DATA TO USE Block Start

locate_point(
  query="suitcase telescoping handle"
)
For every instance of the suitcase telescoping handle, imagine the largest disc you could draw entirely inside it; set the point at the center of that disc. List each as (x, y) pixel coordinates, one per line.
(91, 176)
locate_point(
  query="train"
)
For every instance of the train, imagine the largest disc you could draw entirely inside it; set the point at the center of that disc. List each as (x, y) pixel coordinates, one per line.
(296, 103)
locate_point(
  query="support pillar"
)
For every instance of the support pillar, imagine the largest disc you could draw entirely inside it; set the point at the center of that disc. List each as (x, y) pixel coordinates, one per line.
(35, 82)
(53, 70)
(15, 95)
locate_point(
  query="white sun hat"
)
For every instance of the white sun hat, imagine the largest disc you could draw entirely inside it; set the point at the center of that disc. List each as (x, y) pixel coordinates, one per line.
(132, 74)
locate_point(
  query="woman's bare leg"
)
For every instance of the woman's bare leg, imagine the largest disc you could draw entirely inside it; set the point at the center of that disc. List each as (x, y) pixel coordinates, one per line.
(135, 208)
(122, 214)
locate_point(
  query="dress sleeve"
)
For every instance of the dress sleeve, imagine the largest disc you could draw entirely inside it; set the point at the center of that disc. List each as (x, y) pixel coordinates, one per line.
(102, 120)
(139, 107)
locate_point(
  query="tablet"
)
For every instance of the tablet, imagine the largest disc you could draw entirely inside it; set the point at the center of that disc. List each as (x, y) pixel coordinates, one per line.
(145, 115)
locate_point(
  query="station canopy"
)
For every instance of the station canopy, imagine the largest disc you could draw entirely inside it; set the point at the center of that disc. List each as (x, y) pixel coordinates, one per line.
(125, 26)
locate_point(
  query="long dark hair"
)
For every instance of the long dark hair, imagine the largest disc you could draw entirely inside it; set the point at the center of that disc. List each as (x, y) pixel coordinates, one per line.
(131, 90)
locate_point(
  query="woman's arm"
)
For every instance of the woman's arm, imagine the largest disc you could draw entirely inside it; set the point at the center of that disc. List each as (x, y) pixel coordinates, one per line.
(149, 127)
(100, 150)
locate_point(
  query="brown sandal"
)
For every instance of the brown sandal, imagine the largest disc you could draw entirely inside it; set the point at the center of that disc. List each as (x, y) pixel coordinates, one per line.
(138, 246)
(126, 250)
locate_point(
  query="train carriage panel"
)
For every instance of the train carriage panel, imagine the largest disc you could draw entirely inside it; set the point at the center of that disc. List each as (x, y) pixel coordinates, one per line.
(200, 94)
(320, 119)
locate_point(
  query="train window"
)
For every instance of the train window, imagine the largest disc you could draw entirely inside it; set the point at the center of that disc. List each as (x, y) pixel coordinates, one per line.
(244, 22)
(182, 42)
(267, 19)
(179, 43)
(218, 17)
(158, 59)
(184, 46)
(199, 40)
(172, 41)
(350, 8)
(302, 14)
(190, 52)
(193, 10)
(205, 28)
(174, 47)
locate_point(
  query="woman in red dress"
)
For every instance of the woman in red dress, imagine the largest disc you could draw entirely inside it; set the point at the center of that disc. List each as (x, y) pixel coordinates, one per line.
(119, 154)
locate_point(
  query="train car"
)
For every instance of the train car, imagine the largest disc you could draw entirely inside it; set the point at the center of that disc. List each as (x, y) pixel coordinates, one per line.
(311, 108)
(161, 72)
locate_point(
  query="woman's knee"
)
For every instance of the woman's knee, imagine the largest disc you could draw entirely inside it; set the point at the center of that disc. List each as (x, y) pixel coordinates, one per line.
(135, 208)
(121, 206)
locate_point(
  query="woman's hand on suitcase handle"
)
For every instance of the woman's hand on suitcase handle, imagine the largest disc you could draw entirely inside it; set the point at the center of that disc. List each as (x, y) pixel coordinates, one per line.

DATA TO USE Block End

## ASSIGNED TASK
The material above is to be transcribed in full, exactly as it appears.

## RESPONSE AREA
locate_point(
  query="suitcase telescoping handle"
)
For every instance of the suitcase telescoping handle, imagine the largest disc you could draw entirely inside it; set the point at the center of that disc. List each as (x, y) pixel coordinates, one per line.
(91, 176)
locate_point(
  query="train"
)
For every instance of the train, imagine the largest disc you could draw entirely inside it; set the point at the center of that disc. List each as (x, y) pixel coordinates, one per line.
(296, 103)
locate_point(
  query="support pillar"
)
For every instance of the support pillar, imagine the largest disc you could draw entirely inside it; set the point at the center of that disc. List each as (x, y) pixel coordinates, one per line.
(35, 82)
(53, 70)
(15, 95)
locate_point(
  query="white sun hat"
)
For every instance of the white sun hat, imagine the largest disc you could draw entirely inside it; set the point at the center of that disc. List each as (x, y) pixel coordinates, one per line.
(132, 74)
locate_point(
  query="woman's bare leg"
)
For every instance of the woman's bare leg, imagine the largest disc you could draw entirely inside it; set the point at the center of that disc. List each as (x, y) pixel coordinates, one per line.
(135, 208)
(122, 214)
locate_point(
  query="dress sleeve"
)
For every instance of the dress sleeve, imagine the largest disc you could draw entirely inside it; set the point at the center of that disc. List each as (x, y) pixel coordinates, one per line.
(102, 120)
(139, 107)
locate_point(
  query="tablet"
)
For every instance of the tablet, imagine the largest disc you could draw entirely inside it; set the point at the center of that disc. List each as (x, y) pixel coordinates, one per line.
(145, 115)
locate_point(
  query="station canopy"
)
For every instance of the station canopy, imagine the largest disc you could draw entirely inside it; set the point at the center of that disc. List each as (x, y) pixel coordinates, one per line.
(125, 26)
locate_point(
  query="long dark hair"
)
For every instance of the long dark hair, imagine the largest disc you could draw entirely inside it; set the point at the center of that disc. List each as (x, y) pixel coordinates, one per line.
(131, 90)
locate_point(
  query="woman's arm"
)
For every instance of the woman's arm, imagine the largest disc you could draw entirely inside it; set the point at the center of that disc. List each as (x, y) pixel coordinates, one per line.
(149, 127)
(100, 150)
locate_point(
  query="brown sandal"
)
For every instance of the brown sandal, imagine the largest disc you could draw entirely inside it; set the point at the center of that disc. List each as (x, y) pixel coordinates, one per line.
(138, 246)
(126, 250)
locate_point(
  query="train carriage panel"
)
For every instance of the train carriage panel, imagine the largest disc you could draw entirely inside it; set the point at the center of that disc. List each as (x, y) pixel coordinates, one per line.
(200, 94)
(320, 119)
locate_point(
  query="train window"
)
For every instance of the train window, imagine the largest disc you could draw entirely inside it; set the point at the center of that disc. List each as (x, y) pixel coordinates, one per line.
(244, 22)
(182, 42)
(267, 19)
(179, 43)
(218, 17)
(158, 59)
(184, 46)
(199, 40)
(172, 41)
(350, 8)
(302, 14)
(190, 52)
(193, 10)
(205, 28)
(174, 47)
locate_point(
  query="woman in red dress"
)
For every instance of the woman in red dress, imagine the largest disc you could draw entirely inside it; set the point at the center of that disc. List each as (x, y) pixel coordinates, one per line.
(119, 154)
locate_point(
  query="train car"
)
For every instance of the train car, imagine the largest disc you could draw entirely inside it; set the point at the center of that disc. List each as (x, y) pixel coordinates, one per line.
(311, 108)
(161, 72)
locate_point(
  query="woman's knee"
)
For every instance of the woman's knee, imagine the largest disc you could draw entirely inside it; set the point at the center of that disc. List each as (x, y) pixel coordinates, one per line.
(135, 208)
(121, 206)
locate_point(
  query="woman's hand on suitcase handle"
)
For every instance of the woman's hand on suitcase handle, imagine the largest disc you could draw entirely inside it; set the point at the center of that disc. List each as (x, y) pixel coordinates, one per line.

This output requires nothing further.